● **Brief**: Retype the material below, keeping each line identical.

● **Source records**:

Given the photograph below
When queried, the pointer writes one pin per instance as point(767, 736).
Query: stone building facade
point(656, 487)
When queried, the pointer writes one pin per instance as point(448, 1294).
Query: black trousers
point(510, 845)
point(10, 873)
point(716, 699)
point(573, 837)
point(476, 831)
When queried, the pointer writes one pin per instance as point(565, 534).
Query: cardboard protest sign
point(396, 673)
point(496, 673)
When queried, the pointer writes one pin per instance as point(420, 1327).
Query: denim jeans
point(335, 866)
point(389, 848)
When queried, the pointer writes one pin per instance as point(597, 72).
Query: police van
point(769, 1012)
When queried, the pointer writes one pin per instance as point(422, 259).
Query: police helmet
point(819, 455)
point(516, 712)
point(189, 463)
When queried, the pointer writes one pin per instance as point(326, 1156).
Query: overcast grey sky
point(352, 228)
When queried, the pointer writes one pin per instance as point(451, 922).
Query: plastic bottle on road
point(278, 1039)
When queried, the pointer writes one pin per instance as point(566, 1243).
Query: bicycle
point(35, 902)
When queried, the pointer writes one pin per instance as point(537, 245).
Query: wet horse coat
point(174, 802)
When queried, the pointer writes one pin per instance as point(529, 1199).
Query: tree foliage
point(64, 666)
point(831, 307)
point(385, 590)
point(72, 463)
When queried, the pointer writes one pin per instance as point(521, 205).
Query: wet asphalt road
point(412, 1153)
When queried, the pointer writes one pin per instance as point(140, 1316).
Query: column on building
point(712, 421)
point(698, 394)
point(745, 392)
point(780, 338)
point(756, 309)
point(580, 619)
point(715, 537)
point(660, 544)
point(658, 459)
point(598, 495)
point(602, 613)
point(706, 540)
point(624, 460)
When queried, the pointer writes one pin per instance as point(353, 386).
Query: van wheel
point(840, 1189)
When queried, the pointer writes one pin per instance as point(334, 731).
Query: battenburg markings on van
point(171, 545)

● **Task answer**:
Given the photograph below
When queried, the pointer writes one pin per instance as point(767, 736).
Query: stone building facade
point(656, 487)
When queried, the pointer writes one pin per instance as point(448, 1294).
Query: black trousers
point(510, 845)
point(10, 873)
point(716, 699)
point(573, 837)
point(476, 831)
When queried, the pointer writes one pin per instance as point(565, 534).
Query: cardboard protest sign
point(396, 673)
point(496, 673)
When queried, the pointer writes one pin per instance as point(420, 1327).
Query: denim jeans
point(335, 866)
point(389, 848)
When queried, the pointer writes one pin per instance as point(597, 72).
Query: police van
point(769, 1012)
When queried, the pointer writes one pin per instance as point(422, 259).
Query: police helmet
point(819, 455)
point(516, 712)
point(189, 463)
When queried, the pointer writes one pin per instance as point(326, 1156).
Query: overcast grey sky
point(352, 228)
When queried, the pointer writes one pin per instance as point(451, 922).
Query: plastic bottle on road
point(278, 1039)
When queried, the pointer writes one pin per instance as point(566, 1243).
Query: bicycle
point(35, 902)
When queried, the pointer writes one pin per instance as point(537, 245).
Query: wet horse coat
point(174, 802)
When queried, the pointer writes one pin per instance as point(529, 1199).
Query: tree foliage
point(64, 666)
point(831, 307)
point(385, 590)
point(72, 463)
When queried, the pointer writes one pin per instance as point(521, 205).
Query: wet asphalt road
point(412, 1153)
When queried, the pointer writes one pin per instance as point(140, 1316).
Query: column on building
point(712, 421)
point(698, 394)
point(745, 392)
point(780, 338)
point(756, 309)
point(580, 619)
point(715, 537)
point(660, 544)
point(658, 459)
point(598, 495)
point(602, 613)
point(706, 540)
point(624, 460)
When queried, the pointer writes one pin per instance as point(353, 386).
Query: van wheel
point(840, 1189)
When queried, the pointer writes one pin per instance as point(334, 731).
Query: battenburg markings on van
point(171, 545)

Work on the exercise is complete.